#### Data for this task ####
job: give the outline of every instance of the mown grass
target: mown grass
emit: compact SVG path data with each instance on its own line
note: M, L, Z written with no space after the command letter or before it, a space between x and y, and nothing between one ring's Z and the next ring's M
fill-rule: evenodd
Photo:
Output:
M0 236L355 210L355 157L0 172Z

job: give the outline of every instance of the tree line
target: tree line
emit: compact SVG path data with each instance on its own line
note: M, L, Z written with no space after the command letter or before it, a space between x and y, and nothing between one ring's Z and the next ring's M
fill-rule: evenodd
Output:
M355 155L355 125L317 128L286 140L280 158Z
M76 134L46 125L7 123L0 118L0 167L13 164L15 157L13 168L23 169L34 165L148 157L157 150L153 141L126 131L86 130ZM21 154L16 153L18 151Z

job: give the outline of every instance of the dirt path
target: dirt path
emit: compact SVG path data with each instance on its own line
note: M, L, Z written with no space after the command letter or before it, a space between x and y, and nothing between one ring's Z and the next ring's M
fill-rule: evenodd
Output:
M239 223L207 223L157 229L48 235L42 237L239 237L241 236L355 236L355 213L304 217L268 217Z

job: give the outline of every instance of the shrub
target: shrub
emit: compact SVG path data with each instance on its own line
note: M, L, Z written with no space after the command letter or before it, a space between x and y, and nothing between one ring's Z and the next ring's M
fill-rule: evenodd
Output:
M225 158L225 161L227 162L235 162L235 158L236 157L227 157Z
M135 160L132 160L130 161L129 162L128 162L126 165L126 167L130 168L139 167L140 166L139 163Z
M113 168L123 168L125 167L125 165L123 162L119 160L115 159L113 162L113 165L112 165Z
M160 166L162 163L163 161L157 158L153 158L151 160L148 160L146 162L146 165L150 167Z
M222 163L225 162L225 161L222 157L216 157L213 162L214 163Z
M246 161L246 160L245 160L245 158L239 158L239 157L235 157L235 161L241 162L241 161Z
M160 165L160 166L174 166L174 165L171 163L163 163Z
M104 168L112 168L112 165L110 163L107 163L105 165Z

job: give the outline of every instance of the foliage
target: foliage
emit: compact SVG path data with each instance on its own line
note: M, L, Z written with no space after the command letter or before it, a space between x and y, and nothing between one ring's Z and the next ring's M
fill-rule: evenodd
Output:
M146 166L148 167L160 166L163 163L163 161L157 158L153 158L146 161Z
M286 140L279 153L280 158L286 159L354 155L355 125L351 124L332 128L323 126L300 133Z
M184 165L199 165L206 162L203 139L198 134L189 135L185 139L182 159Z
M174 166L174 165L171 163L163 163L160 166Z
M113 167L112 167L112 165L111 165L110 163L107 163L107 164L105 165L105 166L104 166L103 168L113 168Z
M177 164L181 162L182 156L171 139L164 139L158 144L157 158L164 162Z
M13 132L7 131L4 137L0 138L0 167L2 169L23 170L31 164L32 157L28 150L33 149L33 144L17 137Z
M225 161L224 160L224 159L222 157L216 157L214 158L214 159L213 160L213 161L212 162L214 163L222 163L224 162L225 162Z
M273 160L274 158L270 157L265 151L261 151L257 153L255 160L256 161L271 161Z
####
(Goal of the exercise):
Copy every item above, line by line, leaving each character unchanged.

(Response to this task):
job: give the outline of every instance of the mown grass
target: mown grass
emit: compact SVG path data with each instance on its own line
note: M, L, Z written with no space after the command letter or before it, a space between x and y, and nothing between one ring's Z and the next ring's M
fill-rule: evenodd
Photo:
Output:
M0 236L355 210L355 157L0 172Z

job: give the outline of every instance of the tree line
target: tree line
emit: compact SVG path data with each instance on its own line
note: M, L, Z written with no space after the command letter or before it, a space between x and y, and nothing between one ring's Z and the next ring's M
fill-rule: evenodd
Output:
M355 155L355 125L317 128L286 140L280 158Z
M76 134L46 125L7 123L0 118L0 167L13 164L15 157L13 168L23 169L34 165L148 157L157 150L153 141L126 131L86 130ZM21 154L16 153L18 151Z

job: give the outline of every instance of the dirt path
target: dirt path
emit: compact SVG path data with each instance on its own line
note: M, L, Z written with no space after the command letter or before it, a space between x and y, and nothing between one ring's Z and the next ring's M
fill-rule: evenodd
Output:
M239 223L207 223L157 229L48 235L42 237L239 237L241 236L355 236L355 213L304 217L268 217Z

job: give the outline of every instance of the shrub
target: shrub
emit: compact SVG path data with each instance on its own line
note: M, L, Z written with no space after the command letter or before it, a space between x and y, and nothing between one ring's Z and the next ring's M
fill-rule: evenodd
Output:
M225 158L225 161L227 162L235 162L235 158L236 157L227 157Z
M135 160L132 160L130 161L129 162L128 162L126 165L126 167L130 168L139 167L140 166L139 163Z
M113 168L123 168L125 167L125 165L123 162L119 160L115 159L113 162L113 165L112 165Z
M160 166L162 163L163 161L157 158L153 158L151 160L148 160L146 162L146 165L150 167Z
M222 163L225 162L225 161L222 157L216 157L213 162L214 163Z
M246 161L246 160L245 160L245 158L239 158L239 157L235 157L235 161L241 162L241 161Z
M160 165L160 166L174 166L174 165L171 163L163 163Z
M104 168L112 168L112 165L110 163L107 163L105 165Z

job: give the outline of every instance of the foliage
target: foliage
emit: compact SVG path data with each instance on its own line
note: M, L, Z written with no space after the command letter or before it, a space between x and y, and nothing between one ring's Z and the next ring's M
fill-rule: evenodd
Output:
M146 166L148 167L160 166L163 163L163 161L157 158L153 158L146 161Z
M286 140L279 153L280 158L286 159L354 155L355 125L351 124L332 128L323 126L300 133Z
M184 165L199 165L206 162L203 139L198 134L189 135L185 139L182 159Z
M174 166L174 165L171 163L163 163L160 166Z
M113 167L112 167L112 165L111 165L110 163L107 163L107 164L105 165L105 166L104 166L103 168L113 168Z
M177 164L181 162L182 156L171 139L164 139L158 144L157 158L164 162Z
M13 132L7 131L4 137L0 138L0 167L2 169L23 170L31 164L32 157L28 150L33 149L33 144L17 137Z
M225 161L224 160L224 159L222 157L216 157L214 158L214 159L213 160L213 161L212 162L214 163L222 163L224 162L225 162Z
M273 160L274 158L270 157L265 151L261 151L257 153L255 160L256 161L271 161Z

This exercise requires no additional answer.